Entries drawn from a collection
-- Start --
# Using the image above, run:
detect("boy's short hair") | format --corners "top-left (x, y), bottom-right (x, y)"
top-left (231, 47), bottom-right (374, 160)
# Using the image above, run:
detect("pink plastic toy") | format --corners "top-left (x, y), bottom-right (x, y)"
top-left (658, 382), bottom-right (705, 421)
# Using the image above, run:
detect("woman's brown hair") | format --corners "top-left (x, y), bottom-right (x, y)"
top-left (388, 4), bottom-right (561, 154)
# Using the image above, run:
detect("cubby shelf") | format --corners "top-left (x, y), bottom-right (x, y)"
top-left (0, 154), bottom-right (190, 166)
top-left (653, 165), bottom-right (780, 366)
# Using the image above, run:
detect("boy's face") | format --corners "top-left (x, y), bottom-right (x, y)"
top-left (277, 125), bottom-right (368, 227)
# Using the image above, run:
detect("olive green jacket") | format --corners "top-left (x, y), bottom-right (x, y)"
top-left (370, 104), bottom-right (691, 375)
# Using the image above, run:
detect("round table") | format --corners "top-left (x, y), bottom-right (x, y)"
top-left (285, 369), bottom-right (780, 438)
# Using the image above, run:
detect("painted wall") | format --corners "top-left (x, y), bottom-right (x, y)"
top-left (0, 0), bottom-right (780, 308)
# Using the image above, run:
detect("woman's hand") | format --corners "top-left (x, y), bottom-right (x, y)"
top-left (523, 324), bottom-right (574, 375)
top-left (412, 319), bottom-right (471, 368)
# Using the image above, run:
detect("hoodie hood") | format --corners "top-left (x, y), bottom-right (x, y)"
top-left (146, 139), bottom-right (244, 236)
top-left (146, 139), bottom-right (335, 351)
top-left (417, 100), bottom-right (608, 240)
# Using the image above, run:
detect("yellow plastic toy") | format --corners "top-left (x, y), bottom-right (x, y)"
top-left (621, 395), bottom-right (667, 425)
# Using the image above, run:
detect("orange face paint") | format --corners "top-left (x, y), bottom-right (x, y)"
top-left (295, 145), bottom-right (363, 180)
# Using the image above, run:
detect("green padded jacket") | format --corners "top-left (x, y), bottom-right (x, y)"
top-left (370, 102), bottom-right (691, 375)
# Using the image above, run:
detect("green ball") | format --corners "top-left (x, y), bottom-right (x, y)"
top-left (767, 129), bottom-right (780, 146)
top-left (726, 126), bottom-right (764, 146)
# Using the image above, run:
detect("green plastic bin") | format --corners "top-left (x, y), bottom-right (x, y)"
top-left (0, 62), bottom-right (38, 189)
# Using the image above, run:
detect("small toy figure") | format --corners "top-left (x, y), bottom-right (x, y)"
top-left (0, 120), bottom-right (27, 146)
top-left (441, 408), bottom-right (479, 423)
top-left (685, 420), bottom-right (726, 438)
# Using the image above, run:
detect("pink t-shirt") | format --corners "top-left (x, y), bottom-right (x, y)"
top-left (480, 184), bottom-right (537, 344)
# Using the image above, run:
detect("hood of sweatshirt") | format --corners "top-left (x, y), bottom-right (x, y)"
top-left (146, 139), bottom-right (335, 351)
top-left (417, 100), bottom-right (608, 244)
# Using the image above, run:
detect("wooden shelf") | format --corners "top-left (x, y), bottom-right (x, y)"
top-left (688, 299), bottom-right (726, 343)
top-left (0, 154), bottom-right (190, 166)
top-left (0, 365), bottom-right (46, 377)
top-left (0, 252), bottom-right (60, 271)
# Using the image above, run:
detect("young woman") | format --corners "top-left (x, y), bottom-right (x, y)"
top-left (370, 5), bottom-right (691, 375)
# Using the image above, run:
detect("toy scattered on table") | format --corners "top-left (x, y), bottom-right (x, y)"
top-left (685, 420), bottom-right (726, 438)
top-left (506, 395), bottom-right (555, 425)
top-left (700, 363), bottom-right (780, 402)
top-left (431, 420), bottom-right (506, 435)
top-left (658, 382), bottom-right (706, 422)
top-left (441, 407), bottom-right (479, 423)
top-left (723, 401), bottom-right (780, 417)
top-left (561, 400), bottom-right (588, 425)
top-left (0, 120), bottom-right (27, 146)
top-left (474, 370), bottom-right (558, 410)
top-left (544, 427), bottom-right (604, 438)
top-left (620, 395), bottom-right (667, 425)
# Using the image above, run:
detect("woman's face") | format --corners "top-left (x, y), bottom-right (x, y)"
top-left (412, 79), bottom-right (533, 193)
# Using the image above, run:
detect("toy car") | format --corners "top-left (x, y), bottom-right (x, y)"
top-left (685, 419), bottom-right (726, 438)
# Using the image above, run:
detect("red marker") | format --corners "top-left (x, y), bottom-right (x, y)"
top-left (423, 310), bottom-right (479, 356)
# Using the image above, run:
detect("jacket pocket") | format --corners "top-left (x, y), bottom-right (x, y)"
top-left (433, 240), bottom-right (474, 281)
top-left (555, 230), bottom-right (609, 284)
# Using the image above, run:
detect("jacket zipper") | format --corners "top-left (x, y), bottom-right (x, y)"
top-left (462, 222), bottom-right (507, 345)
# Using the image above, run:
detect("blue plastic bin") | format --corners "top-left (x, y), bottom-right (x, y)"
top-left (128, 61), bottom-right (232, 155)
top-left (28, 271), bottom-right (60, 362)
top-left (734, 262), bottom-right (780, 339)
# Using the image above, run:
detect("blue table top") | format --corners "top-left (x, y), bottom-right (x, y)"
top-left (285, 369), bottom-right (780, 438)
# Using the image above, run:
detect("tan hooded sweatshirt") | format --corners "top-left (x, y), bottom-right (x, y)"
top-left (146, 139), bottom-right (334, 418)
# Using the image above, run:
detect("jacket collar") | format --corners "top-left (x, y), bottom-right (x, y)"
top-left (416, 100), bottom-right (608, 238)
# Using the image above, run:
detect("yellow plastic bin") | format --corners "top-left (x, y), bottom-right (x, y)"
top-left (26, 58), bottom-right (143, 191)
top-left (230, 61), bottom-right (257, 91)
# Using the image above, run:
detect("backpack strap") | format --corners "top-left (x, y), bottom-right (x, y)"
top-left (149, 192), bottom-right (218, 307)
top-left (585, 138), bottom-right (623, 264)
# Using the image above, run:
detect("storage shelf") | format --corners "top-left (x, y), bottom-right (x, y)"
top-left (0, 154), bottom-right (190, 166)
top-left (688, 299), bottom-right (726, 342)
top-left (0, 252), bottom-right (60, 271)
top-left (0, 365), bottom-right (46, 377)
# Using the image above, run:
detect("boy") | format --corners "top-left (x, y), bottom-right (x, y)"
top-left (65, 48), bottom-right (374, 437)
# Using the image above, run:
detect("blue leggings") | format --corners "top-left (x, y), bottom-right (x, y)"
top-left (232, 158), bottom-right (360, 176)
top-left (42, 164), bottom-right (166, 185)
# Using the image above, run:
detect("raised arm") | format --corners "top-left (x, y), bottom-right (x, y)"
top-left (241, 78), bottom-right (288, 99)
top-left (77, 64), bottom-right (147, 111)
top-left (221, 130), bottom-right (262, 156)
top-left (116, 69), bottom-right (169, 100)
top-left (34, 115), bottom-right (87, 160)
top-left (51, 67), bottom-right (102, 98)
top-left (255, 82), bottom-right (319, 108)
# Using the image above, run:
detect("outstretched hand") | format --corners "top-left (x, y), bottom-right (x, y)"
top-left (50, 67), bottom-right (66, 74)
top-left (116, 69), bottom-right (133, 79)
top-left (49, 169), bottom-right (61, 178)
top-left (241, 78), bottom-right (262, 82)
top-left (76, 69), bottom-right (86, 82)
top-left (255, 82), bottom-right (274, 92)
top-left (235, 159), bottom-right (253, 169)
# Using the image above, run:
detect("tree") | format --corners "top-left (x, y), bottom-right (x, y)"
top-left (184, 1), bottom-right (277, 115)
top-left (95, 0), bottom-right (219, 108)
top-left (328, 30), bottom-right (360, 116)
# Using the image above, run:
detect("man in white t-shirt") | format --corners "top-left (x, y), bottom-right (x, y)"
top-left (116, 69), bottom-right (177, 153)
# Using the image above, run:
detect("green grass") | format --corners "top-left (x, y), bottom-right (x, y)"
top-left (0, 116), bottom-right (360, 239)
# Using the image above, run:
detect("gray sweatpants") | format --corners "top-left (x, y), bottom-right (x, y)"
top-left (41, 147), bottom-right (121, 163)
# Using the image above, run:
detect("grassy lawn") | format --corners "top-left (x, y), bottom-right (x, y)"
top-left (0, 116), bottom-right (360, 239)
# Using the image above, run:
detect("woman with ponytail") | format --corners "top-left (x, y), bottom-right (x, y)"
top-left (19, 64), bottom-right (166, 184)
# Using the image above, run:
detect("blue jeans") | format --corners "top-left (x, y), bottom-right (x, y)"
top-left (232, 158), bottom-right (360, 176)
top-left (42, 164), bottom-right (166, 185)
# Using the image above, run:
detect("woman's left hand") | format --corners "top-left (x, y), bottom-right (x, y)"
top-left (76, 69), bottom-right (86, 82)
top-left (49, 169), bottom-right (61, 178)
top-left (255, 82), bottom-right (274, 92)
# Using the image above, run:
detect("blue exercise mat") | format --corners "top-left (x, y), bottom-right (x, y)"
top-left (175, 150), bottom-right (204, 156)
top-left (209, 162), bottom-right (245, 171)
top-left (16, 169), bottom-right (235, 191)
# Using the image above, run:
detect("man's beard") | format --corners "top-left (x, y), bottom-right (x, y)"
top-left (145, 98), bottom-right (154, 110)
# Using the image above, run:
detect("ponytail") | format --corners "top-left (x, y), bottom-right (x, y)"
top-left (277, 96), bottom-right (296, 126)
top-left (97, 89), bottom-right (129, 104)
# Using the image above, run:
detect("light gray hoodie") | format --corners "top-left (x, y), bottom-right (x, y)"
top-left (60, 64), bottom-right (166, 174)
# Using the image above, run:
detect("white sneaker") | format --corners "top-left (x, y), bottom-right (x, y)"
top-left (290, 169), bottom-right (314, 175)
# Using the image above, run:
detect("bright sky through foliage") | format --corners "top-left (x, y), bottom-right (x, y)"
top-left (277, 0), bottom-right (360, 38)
-- End --
-- Start --
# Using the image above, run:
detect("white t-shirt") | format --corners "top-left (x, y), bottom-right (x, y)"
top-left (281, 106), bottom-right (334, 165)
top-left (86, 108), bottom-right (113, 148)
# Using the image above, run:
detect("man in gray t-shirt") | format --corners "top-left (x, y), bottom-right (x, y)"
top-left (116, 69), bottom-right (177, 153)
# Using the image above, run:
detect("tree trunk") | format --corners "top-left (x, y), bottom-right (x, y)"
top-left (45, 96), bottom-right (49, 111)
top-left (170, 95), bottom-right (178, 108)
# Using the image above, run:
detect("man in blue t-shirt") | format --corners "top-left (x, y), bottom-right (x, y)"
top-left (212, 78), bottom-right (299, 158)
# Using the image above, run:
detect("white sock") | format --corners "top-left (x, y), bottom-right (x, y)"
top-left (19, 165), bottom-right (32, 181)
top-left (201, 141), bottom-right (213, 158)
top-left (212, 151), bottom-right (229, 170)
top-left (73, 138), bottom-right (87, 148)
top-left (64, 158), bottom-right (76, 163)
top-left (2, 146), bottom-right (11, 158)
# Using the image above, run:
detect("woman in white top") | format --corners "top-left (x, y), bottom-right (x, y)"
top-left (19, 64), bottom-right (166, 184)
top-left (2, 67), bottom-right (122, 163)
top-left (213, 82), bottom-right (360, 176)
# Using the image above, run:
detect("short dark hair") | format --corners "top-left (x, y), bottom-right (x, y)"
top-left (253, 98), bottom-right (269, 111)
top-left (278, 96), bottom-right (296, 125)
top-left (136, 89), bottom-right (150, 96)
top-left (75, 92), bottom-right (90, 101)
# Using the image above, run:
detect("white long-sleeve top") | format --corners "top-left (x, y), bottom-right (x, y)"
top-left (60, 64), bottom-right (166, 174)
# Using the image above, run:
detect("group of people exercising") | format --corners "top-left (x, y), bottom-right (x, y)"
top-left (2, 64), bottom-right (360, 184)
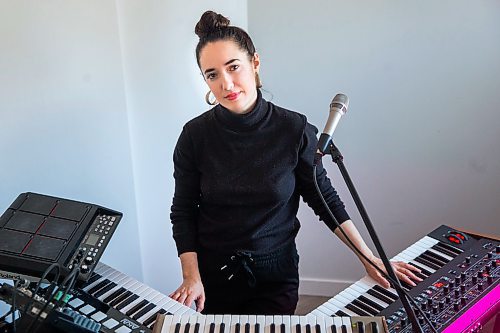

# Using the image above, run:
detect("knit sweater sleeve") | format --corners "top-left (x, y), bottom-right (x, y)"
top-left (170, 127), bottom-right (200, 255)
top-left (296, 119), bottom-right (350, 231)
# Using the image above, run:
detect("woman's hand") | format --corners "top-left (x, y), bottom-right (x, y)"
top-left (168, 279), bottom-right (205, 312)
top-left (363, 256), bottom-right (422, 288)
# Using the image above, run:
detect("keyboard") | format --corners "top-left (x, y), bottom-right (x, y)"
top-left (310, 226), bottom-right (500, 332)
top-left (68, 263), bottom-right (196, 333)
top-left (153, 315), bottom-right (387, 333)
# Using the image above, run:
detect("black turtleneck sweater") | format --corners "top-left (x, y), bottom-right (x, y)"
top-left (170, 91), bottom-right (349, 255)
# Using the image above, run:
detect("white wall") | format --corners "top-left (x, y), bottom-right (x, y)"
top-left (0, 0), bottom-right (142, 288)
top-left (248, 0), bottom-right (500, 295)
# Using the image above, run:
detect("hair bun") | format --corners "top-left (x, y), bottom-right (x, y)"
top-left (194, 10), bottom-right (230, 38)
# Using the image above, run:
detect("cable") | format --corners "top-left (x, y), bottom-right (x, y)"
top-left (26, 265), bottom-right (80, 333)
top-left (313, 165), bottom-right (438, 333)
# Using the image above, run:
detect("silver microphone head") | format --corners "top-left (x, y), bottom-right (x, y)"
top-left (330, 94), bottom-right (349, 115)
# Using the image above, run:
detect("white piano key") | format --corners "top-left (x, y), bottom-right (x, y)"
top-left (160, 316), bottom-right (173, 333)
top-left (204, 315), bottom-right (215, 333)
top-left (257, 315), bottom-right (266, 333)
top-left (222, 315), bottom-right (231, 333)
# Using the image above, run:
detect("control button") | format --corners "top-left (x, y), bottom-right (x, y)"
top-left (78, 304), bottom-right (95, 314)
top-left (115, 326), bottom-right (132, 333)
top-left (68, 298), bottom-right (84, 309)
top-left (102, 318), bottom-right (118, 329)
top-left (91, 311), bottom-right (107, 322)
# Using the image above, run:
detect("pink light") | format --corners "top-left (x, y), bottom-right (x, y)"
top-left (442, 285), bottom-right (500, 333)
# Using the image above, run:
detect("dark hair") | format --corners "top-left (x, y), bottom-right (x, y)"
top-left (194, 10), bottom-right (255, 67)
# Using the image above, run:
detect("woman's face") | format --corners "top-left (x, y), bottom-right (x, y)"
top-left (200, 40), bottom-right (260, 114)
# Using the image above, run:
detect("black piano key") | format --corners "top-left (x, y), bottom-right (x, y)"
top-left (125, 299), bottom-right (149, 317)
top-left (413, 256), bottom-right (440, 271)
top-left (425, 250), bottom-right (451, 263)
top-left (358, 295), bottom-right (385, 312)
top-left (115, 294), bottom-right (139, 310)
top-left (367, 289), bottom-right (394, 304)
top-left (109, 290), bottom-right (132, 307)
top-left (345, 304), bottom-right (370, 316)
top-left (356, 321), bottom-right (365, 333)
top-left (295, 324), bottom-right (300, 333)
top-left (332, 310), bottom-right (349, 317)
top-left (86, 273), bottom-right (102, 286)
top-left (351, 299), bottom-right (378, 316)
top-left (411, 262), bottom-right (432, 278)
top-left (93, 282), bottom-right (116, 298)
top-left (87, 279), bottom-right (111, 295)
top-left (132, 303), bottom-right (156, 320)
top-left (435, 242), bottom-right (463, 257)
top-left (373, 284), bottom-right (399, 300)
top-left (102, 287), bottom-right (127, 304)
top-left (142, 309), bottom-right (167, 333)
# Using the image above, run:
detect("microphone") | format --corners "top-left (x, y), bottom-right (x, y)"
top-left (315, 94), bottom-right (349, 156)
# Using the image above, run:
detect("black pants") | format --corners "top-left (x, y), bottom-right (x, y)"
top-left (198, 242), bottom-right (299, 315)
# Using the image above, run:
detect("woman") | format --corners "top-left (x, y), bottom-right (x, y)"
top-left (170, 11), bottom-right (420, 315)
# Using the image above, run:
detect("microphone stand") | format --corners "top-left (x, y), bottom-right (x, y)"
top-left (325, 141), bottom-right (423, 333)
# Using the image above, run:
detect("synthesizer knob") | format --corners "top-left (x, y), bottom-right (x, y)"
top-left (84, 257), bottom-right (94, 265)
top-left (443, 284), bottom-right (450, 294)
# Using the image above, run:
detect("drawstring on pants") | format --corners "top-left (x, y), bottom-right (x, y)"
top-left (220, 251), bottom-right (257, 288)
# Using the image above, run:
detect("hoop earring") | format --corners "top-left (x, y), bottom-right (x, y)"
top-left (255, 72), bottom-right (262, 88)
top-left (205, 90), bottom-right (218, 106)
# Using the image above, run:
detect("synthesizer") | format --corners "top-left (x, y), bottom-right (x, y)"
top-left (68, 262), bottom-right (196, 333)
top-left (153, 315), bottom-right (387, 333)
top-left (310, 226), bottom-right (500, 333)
-- End --
> **What the exercise asks**: Collect every line in the entries that contains the string "sleeve" and copy each one out in full.

> **Answer to this exercise**:
detect("white long-sleeve top") | format --corners "top-left (x, y), bottom-right (x, y)"
detect("knit sweater sleeve") | format --corners "top-left (x, y), bottom-right (x, y)"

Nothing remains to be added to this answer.